# What this task involves
Wherever the word "front" occurs in the lines below, copy the whole line.

Start of Data to process

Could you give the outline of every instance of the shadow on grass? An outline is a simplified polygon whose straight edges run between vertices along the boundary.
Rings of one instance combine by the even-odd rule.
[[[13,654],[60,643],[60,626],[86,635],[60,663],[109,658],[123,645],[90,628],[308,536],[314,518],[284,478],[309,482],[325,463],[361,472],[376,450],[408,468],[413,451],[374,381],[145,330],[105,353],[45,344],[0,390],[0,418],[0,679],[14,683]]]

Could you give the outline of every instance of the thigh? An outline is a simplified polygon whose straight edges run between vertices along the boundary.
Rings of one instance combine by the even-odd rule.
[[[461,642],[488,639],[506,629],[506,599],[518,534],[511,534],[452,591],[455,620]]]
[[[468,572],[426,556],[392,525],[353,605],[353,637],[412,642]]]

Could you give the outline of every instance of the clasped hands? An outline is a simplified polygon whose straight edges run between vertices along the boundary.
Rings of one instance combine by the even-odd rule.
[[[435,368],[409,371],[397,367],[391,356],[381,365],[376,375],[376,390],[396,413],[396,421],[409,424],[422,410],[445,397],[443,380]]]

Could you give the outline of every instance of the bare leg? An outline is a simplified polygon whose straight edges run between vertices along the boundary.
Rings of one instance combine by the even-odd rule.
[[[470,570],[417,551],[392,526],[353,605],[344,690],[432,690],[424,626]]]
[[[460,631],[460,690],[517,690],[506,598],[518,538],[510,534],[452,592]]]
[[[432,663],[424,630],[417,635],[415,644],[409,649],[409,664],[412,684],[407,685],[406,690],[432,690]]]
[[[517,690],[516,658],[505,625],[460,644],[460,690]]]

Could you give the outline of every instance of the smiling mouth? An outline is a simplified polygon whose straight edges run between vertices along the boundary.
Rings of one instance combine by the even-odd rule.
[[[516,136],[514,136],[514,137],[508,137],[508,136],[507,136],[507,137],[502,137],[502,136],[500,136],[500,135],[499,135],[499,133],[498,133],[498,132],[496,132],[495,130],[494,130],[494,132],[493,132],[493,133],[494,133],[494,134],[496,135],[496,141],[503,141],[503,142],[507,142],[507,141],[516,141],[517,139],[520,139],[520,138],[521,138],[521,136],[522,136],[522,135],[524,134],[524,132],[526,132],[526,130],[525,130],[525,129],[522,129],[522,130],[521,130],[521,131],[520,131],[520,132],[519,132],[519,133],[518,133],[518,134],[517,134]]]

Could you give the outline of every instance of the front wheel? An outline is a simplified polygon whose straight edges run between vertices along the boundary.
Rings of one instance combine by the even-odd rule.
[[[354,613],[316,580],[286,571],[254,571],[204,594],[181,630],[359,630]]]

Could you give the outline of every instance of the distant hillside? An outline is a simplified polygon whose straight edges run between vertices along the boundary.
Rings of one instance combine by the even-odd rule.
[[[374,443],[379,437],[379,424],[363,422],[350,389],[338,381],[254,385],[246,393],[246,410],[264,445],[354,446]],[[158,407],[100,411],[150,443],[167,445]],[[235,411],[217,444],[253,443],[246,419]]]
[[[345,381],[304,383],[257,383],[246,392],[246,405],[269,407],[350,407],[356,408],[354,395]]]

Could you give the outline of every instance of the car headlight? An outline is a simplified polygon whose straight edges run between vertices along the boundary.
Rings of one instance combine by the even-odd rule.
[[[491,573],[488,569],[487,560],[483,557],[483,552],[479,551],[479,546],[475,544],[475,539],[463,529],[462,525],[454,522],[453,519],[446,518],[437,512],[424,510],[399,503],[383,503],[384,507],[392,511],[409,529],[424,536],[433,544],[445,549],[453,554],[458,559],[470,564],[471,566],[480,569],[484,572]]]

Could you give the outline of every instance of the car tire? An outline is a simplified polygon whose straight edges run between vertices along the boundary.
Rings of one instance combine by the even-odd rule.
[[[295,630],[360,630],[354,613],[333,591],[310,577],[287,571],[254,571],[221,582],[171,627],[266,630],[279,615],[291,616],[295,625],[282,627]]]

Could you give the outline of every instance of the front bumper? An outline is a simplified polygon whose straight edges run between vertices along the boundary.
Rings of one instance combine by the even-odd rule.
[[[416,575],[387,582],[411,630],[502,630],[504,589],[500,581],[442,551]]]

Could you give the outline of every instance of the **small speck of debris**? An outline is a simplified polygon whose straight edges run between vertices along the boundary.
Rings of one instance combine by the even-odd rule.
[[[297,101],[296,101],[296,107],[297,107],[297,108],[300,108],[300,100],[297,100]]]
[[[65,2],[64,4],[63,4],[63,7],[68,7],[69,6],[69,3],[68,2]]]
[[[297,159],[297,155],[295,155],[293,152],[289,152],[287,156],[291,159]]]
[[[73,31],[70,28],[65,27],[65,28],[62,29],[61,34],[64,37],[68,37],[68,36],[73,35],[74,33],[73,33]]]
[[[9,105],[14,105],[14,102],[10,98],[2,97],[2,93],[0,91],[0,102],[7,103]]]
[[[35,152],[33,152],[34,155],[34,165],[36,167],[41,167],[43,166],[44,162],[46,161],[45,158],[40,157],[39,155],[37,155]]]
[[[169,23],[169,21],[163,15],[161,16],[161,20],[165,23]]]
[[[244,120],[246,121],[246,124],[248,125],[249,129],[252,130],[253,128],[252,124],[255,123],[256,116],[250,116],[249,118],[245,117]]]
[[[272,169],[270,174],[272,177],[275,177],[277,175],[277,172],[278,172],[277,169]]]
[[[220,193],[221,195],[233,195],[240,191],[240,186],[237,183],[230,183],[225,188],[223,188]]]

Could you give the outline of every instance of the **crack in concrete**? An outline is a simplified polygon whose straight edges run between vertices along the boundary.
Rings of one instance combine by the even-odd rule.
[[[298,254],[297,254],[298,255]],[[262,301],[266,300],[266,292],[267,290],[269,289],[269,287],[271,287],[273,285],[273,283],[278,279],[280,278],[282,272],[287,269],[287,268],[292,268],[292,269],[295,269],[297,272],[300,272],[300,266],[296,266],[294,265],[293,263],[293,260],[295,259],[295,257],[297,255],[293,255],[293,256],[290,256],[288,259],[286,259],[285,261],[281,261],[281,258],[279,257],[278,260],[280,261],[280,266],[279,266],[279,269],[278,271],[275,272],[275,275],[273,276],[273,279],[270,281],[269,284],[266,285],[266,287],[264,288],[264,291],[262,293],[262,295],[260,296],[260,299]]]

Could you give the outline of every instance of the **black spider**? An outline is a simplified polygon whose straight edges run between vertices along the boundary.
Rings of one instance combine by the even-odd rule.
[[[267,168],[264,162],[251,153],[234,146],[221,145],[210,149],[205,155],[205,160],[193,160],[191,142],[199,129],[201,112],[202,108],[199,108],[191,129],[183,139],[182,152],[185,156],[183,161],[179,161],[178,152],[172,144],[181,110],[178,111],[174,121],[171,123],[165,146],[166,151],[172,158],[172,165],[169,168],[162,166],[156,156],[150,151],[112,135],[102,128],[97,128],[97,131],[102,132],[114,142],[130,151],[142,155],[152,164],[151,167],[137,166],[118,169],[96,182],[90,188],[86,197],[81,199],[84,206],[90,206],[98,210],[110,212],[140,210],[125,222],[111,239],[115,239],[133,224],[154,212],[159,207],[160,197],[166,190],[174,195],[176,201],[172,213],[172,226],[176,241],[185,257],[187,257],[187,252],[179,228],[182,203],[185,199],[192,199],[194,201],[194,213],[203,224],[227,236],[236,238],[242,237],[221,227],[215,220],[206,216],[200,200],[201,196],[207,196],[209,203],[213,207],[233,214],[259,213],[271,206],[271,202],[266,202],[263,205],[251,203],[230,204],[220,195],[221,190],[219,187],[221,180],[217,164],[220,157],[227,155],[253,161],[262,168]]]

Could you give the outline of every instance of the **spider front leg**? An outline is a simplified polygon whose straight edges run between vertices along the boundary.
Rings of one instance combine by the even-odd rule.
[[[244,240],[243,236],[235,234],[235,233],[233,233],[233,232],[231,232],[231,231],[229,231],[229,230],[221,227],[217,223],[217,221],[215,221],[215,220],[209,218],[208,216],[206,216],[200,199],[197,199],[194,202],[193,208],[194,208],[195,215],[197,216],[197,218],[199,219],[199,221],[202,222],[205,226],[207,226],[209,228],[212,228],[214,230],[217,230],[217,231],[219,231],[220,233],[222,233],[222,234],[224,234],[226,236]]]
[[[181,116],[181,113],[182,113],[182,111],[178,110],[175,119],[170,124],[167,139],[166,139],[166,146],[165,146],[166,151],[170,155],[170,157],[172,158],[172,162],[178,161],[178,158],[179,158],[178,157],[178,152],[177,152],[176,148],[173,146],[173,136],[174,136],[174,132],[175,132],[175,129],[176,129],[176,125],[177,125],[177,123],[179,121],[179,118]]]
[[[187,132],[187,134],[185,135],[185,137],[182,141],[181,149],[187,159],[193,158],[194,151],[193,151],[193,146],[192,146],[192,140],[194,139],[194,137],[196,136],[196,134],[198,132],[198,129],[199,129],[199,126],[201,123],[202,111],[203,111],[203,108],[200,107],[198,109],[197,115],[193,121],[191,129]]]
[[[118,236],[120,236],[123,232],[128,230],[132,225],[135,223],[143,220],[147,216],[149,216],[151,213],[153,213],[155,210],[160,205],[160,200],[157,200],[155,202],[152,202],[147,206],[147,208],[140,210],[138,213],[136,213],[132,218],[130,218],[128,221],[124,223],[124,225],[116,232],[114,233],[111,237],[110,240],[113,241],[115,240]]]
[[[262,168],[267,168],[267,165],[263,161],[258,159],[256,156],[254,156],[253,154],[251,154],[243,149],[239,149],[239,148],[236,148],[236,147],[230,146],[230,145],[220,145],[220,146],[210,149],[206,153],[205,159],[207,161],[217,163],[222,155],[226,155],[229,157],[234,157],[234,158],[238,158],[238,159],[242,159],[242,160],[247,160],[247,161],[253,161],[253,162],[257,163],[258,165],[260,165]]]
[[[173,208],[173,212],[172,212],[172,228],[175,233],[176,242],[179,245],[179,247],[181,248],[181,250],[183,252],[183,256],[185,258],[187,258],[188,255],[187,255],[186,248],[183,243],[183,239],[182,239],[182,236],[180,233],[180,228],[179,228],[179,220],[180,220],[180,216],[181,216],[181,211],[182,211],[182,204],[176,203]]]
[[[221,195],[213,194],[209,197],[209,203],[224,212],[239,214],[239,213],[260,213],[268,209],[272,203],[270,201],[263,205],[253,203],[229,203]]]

End of Data to process

# Solution for this problem
Could you give the outline of every instance of the front wheel? An outline is a simplified polygon whose straight edges run between vertices along the boundary.
Could you give the outline of every instance of the front bumper? An outline is a simplified polygon whose straight edges run between vertices along the boundary.
Could you give the outline of every instance of the **spider front leg**? An outline is a simplified polygon whose straight edges run between vertices along the boundary.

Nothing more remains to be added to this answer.